> [WRITTEN INSTRUCTION] Lay out the material from its start through the line containing "[148,188,536,323]" as a two-column CSV headed intent and boxes, with one row per user intent. Put its text in the first field and its answer in the second, each quoted, with line breaks turned into spaces.

* * * * * * *

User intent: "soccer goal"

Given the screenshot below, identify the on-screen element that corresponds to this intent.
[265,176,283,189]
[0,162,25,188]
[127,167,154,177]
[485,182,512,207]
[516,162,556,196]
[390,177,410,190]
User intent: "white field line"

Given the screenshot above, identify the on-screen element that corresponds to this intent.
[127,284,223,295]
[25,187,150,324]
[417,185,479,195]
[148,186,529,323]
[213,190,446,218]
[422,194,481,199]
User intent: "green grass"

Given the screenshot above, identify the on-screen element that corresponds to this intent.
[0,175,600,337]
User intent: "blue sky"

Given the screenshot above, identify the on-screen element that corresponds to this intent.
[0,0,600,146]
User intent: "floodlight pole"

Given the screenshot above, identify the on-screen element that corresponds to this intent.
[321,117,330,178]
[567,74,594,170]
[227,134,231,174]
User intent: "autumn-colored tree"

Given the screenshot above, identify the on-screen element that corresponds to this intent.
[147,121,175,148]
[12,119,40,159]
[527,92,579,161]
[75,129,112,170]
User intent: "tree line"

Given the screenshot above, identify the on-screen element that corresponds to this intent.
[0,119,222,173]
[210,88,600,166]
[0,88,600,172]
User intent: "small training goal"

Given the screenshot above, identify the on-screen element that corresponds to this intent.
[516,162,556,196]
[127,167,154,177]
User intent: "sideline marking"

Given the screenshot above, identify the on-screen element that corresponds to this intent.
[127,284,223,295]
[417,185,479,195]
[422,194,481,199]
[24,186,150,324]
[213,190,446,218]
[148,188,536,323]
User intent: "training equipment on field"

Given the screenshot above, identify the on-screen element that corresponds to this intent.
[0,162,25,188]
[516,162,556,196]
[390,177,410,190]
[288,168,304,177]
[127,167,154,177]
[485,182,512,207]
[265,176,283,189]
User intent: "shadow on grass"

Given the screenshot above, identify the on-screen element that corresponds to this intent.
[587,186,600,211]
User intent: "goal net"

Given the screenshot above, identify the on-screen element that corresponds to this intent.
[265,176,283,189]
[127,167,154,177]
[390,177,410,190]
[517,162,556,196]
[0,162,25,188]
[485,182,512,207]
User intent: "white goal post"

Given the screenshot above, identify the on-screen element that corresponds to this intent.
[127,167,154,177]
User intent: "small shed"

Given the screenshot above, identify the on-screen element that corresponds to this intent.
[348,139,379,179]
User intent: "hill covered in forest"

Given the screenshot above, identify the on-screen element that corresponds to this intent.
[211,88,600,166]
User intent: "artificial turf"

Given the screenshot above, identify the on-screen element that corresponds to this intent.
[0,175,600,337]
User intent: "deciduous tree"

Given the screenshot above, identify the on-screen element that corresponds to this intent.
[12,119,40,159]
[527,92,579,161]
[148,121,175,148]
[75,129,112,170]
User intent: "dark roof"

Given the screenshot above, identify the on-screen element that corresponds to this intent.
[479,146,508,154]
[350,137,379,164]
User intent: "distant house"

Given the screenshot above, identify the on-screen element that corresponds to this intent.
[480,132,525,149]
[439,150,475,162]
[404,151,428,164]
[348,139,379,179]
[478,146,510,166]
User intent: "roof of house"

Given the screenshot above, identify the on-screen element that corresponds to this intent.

* * * * * * *

> [RESPONSE FOR THIS EXERCISE]
intent,boxes
"User intent: ""soccer goal"" Given the screenshot below, identify the on-screen element that corresponds to this intent.","[265,176,283,189] [0,162,25,188] [127,167,154,177] [485,182,512,207] [516,162,556,196] [390,177,410,190]"
"User intent: ""white field line"" Given the screenshot above, identify the on-screen element that corresponds to this intent.","[127,284,223,295] [25,187,150,324] [417,185,479,195] [148,186,529,323] [213,190,446,218] [422,194,481,199]"
"User intent: ""green grass"" Given the screenshot above, identify the on-screen element that corresponds to this intent.","[0,175,600,337]"
"User intent: ""blue sky"" Given the screenshot above, identify the on-screen element that corresponds to this intent.","[0,0,600,146]"
"User intent: ""floodlight pole"" Given the screenshot above, identify the on-screen element that corresponds to this intent.","[321,117,330,178] [567,74,594,170] [227,134,231,174]"
"User intent: ""autumn-colored tree"" Given the screenshot above, identify the on-screen element that corresponds to this intent.","[147,121,175,148] [12,119,40,159] [527,92,579,161] [75,129,112,170]"
"User intent: ""tree line"" Given the screenshot above, identify the on-screen element that corresponds to this intent.","[0,119,222,173] [210,88,600,166] [0,88,600,172]"
"User intent: ""small training goal"" Given the screenshot above, identify the on-screen element that corresponds to this intent.","[516,162,556,196] [127,167,154,177]"
"User intent: ""sideline marking"" Given the screenshot above, identify the on-screen element that corresponds to this intent.","[127,284,223,295] [417,185,479,195] [422,194,481,199] [24,186,150,324] [213,190,446,218] [148,188,536,323]"